Where the data below shows a picture, leave that picture out and copy the rest exactly.

*** Records for the task Section Begins ***

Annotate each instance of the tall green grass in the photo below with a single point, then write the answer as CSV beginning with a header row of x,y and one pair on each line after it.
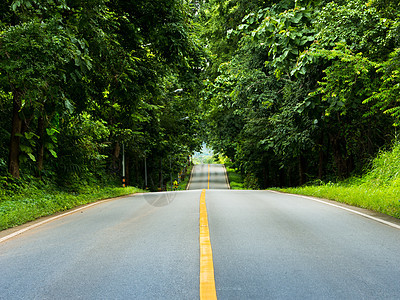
x,y
33,202
378,189
236,181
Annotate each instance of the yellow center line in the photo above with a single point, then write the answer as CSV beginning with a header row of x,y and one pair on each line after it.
x,y
207,280
208,180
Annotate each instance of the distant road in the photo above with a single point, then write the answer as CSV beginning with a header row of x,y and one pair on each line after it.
x,y
208,177
265,245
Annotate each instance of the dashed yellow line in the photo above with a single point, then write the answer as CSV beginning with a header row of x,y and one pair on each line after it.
x,y
207,280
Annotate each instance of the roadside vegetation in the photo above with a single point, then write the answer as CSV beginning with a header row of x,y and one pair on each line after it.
x,y
378,189
235,179
24,201
183,182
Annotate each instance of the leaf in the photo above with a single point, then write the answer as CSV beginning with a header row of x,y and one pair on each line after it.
x,y
31,156
53,153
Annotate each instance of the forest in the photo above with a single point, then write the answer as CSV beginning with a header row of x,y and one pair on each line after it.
x,y
289,91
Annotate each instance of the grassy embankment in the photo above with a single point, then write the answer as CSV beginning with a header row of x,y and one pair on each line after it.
x,y
377,190
235,179
184,181
29,201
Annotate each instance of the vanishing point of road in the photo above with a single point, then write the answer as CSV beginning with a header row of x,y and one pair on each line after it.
x,y
204,243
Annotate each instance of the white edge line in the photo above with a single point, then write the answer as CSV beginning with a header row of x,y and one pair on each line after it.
x,y
341,207
14,234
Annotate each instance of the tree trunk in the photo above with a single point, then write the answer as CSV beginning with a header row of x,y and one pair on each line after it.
x,y
160,177
16,130
40,148
127,181
115,156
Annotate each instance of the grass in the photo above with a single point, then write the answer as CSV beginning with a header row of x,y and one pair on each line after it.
x,y
377,190
183,184
235,179
383,199
35,202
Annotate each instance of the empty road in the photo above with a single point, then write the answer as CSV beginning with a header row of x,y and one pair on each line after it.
x,y
265,245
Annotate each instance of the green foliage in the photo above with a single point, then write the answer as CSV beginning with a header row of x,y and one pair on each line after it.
x,y
300,96
378,189
38,200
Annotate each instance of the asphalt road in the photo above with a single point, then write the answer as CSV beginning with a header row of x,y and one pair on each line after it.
x,y
264,246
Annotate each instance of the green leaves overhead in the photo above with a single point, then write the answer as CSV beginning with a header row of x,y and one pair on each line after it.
x,y
302,94
87,76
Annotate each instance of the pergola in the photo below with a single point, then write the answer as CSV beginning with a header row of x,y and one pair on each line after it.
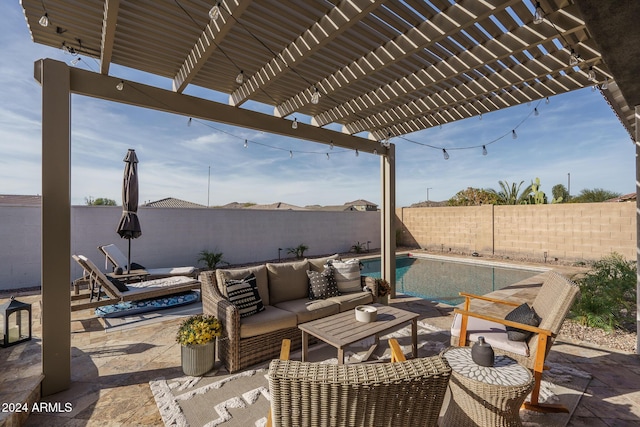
x,y
372,69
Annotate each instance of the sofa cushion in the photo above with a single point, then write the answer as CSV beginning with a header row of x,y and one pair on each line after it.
x,y
288,281
347,274
522,314
307,311
244,295
317,264
270,320
260,271
322,285
493,333
349,301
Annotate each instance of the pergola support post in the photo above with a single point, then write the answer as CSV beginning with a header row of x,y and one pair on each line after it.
x,y
55,79
388,231
637,142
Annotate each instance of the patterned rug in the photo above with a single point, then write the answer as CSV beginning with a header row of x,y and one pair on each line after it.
x,y
242,399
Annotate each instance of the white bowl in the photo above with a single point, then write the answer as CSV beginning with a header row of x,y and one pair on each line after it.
x,y
366,313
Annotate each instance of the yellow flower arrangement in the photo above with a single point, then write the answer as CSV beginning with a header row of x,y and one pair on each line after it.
x,y
199,329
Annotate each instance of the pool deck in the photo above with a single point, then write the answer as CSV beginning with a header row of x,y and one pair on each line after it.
x,y
111,369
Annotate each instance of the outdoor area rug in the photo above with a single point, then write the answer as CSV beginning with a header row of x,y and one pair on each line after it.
x,y
242,399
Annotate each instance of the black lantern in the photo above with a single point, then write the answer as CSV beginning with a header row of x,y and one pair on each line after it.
x,y
15,322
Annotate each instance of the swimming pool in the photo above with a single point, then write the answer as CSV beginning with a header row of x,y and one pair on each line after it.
x,y
440,280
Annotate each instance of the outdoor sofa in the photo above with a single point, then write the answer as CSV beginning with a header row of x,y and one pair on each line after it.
x,y
284,292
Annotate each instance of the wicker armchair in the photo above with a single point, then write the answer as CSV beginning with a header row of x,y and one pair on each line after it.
x,y
405,393
552,304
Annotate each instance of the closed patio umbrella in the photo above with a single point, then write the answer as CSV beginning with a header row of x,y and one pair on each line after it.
x,y
129,225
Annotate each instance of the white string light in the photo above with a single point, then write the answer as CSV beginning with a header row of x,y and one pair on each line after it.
x,y
214,12
44,20
538,15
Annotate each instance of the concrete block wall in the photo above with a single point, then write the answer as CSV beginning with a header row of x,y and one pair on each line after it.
x,y
448,229
569,232
175,237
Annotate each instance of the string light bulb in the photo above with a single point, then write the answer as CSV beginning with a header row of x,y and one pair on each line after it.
x,y
573,58
315,98
214,12
44,20
538,14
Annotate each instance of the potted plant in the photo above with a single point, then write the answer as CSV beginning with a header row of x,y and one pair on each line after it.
x,y
384,289
197,338
212,259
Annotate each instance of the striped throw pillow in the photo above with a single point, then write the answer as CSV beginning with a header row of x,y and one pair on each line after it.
x,y
244,295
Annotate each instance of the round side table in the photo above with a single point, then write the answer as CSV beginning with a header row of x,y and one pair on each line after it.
x,y
482,396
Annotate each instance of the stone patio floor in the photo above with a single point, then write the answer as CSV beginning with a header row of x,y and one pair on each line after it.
x,y
111,370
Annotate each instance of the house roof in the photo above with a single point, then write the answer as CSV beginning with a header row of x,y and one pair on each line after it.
x,y
171,202
360,202
278,206
385,68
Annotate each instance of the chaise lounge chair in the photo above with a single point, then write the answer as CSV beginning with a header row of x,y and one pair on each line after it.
x,y
551,305
104,291
119,260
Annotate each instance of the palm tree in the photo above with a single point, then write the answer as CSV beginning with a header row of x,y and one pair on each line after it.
x,y
510,194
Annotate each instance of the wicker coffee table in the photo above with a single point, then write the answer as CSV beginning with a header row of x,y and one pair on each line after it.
x,y
482,396
342,329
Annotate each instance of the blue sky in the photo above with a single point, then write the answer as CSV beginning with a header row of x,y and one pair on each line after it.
x,y
576,134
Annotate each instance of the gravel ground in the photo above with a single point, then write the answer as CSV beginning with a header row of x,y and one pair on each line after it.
x,y
616,340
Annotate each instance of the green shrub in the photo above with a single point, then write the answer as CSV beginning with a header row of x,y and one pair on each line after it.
x,y
608,294
212,259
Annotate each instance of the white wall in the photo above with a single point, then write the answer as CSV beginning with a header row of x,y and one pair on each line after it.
x,y
174,237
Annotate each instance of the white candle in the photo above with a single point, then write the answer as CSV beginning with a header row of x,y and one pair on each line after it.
x,y
13,334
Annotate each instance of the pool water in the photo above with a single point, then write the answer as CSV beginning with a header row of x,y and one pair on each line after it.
x,y
440,281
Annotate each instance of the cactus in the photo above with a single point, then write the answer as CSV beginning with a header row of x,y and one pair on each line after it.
x,y
537,196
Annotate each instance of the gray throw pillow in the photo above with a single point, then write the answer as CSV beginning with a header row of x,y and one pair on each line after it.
x,y
322,285
521,314
244,295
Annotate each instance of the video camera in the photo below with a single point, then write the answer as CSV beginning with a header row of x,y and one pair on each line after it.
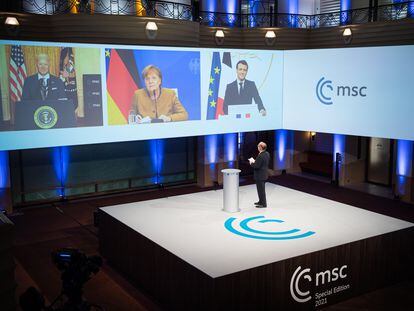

*** Records for the task Section Ends ***

The completed task:
Annotate each instance of the tall green grass in the photo below with a single point, then write the answer as CSV beginning with a header row of x,y and one pair on each line after it.
x,y
33,202
378,189
236,181
Annotate each instance of the yellow center line in the photo above with a single point, then write the answer as CSV beginning with a header row of x,y and one pair on each line after it.
x,y
207,280
208,180
Annotate each instance of the distant road in the photo above with a single point, then write the answer as CSV beginning with a header row of x,y and one pair on each line after it.
x,y
208,177
265,245
Annotate each instance of the dashed yellow line in the photo above with a single point, then write the answer as CSV beginning with a header row of x,y and one pair on each line after it.
x,y
207,280
Annotate each instance of the roadside vegetation in the photo above with a single point, then write the answer as CSV beginning with a header row of x,y and one pair on each line after it.
x,y
378,189
235,179
24,201
183,182
Annotate each instance of the leaf in the photo above with a single point, then write the answer as CSV beginning with a header row of x,y and one pair on each line after it.
x,y
31,156
53,153
Annotate each instance of the forest in the photo above with a single point, then write the answer as CSV beginning with a header row of x,y and one pair on each line after it.
x,y
289,91
Annotate each instance of the grassy embankment in the photo above with a single point, then write the answer as CSV beginning with a header row of x,y and one pair on each line after it.
x,y
377,190
235,179
184,181
29,201
Annotate each instance of the vanishing point of road in the photo above with a single point, then write the answer as CSV beginning with a header row of x,y and one pair on each line after it.
x,y
204,243
Annotate each instance of the white edge line in the photo above with a single point, then write the answer as CSV beginning with a header row of x,y and one pair on each line after it.
x,y
341,207
14,234
Annotate each instance of the tree trunk in the photo above with a single point, then write the answer as CSV beginning with a header row of x,y and one pair on each line after it.
x,y
160,177
16,130
40,148
127,181
115,156
Annotate each instance of the grass in the photo above with a single point, then write the answer as CSV beginning with a header row of x,y and one pair on each line after it.
x,y
377,190
183,184
235,179
383,199
35,202
Annotate each instance of the empty road in the photo above with a single point, then write the answer as CSV beginning with a header row of x,y and one pair on each line after it.
x,y
265,245
Annotate each instance of the green foliage in the photo above with a single point, then write the answer as CSV beginning with a header row of x,y and one pair on each line after it.
x,y
300,96
378,189
38,200
Annotate each instance of the asphalt road in the photo above with a single point, then write the answer as CSV beginning with a header row of x,y and one pair on each line after it.
x,y
264,246
Annotate each instance of the green leaves overhead in the photo above with a single point, then write the answer as CSV beginning with a header row of x,y and one pair on each line after it.
x,y
302,94
87,76
Annotate each instance of the pergola in the photo below with a single point, then write the answer as CSV beginning with a header row of x,y and one pair on each line after it.
x,y
372,69
Annotate each instance of the sofa cushion in the photo above with a single point, then write the answer as CSV beginning with a header row of x,y and one pair on each line after it.
x,y
288,281
347,274
522,314
307,311
244,295
317,264
270,320
260,271
322,285
493,333
349,301
Annotate each instance of the pergola support post in the photo above with a single point, then write the answer as CSV beginning with a header row of x,y and one pair on each line after it.
x,y
55,79
388,231
637,142
Annotate each instance of the patterned rug in the photo above with a single point, then write the answer as CSV beginning with a header row of x,y and one pair on each line after it.
x,y
242,399
Annotate each instance of the white bowl in the photo above with a single point, then write the answer as CSV beginning with a header row of x,y and one pair on each line after it.
x,y
366,313
Annotate each instance of the yellow flower arrangement in the photo above with a single point, then write the answer as CSV beginning with a header row of x,y and one pair on each line after it.
x,y
199,329
Annotate each instance of the pool deck in the photo above with a single point, then write the answer as CSV beginning with a header row of x,y and one pair on each line after it.
x,y
111,369
Annotate each instance of the outdoor area rug in the photo above with a single point, then write the answer as CSV beginning with a header row of x,y and one pair on each line after it.
x,y
242,399
Annotate each instance of the black lantern in the photo above with a single point, then write the answer as CSV beginning with a header row of x,y and one pair on each line after it.
x,y
15,322
Annotate each instance of the swimming pool in the photo above with a single point, then write the answer as CSV beginning with a header row of x,y and one pair on each line after it.
x,y
440,280
Annotate each instance of the outdoor sofa in the photo above with a single point, then write the answer as CSV beginning with a header row of x,y and one pair on each line after it.
x,y
284,292
Annotate each instance of the wicker armchair in the photo above with a single point, then write the answer as CSV beginning with a header row of x,y and one pair on each line after it.
x,y
405,393
552,304
Annotate each instance of the closed patio umbrella in the photo above with a single point, then write the answer as CSV beginning with a header row of x,y and one pair on each line after it.
x,y
129,225
Annotate each instance of the white string light in the photo above with a single point, then write the answer as CSV beginning with a header row of x,y and one pair on each line after it.
x,y
214,12
44,20
538,15
Annotate each instance of the concrete block wall in the photo above with a single point, then write the answer as CSV beginning with a header row of x,y and one pair on each line after it.
x,y
448,229
569,232
175,237
Annotate each instance of the string light bulb in the photo above with a single point, then write the answer as CSV beginning with a header row of x,y and one pair on each line after it.
x,y
573,58
315,98
214,12
44,20
538,14
Annotate each instance of the potted plant in the photo above with a single point, then write the answer as CSV beginning with a header row of x,y and one pair on each line after it.
x,y
384,289
197,338
212,259
Annotate each instance of the striped throw pillow in the photo above with a single point, then write the answer as CSV beginning with a header row of x,y and one pair on each line after it.
x,y
244,295
Annotate each instance of the round side table in the photo above with a single point, then write the answer as CSV beginning with a header row of x,y and one pair on each line after it.
x,y
482,396
Annotate each instance of the stone patio floor in the photo above with a single point, then write the answer as CSV beginning with a header row of x,y and one pair on each line after it.
x,y
111,370
Annotate each instance of the house roof in the photo above with a single point, then write the answer as CSV beginning with a header row of x,y and one pair on each line after it.
x,y
171,202
360,202
278,206
385,68
Annotate each instance of the chaise lounge chair in the photo above with a single point, then write the answer as CSV beginning with a header row of x,y and one pair on each line after it.
x,y
551,305
104,291
119,260
Annotate each instance of the palm tree in the photo above with a single point, then write the answer as CSV beginning with a header row of x,y and one pair on each line after it.
x,y
510,194
Annotate each instance of the wicker coffee table in the photo above with a single point, then write the answer as CSV beginning with a header row of x,y and one pair on each line after it.
x,y
482,396
342,329
Annotate each instance of the blue sky in the photo above with a single point, then write the answer as CSV beginning with a header row of x,y and one pair on each line after it.
x,y
576,134
Annotate each instance of the gravel ground in the photo above with a single point, then write the answer as CSV beginning with a header row of x,y and one pair on each line after it.
x,y
616,340
Annotate each instance of the green shrub in the photo above with a single point, then write the answer as CSV beginning with a header row of x,y and one pair on each line after it.
x,y
608,294
212,259
Annotate each instance of the white wall in the photo above with a single point, then write the answer as CSV beginning with a header row of x,y and one pair on each line after it.
x,y
174,237
Annotate each instance of the white candle in the photo above with a single point, then write the answer as CSV beginning with a header row of x,y and one pair on each line after it.
x,y
13,334
Annotate each instance of the pool water in the photo above with a single point, then write the answer as CSV beginning with a header row of x,y and one pair on each line after it.
x,y
440,281
Annotate each instance of the cactus in the photo above with a single point, then write the answer as CSV beginning with a header row of x,y and one pair on each line after it.
x,y
537,196
Annotate each instance of the gray throw pillow in the photo above with a single point, then write the answer as CSV beginning with a header row of x,y and one pair on each line after it.
x,y
322,285
521,314
244,295
Annotate each instance of the video camera in the photo below with a single point, then write the answer as CSV beginning with a header row of x,y and one pair on each line after it.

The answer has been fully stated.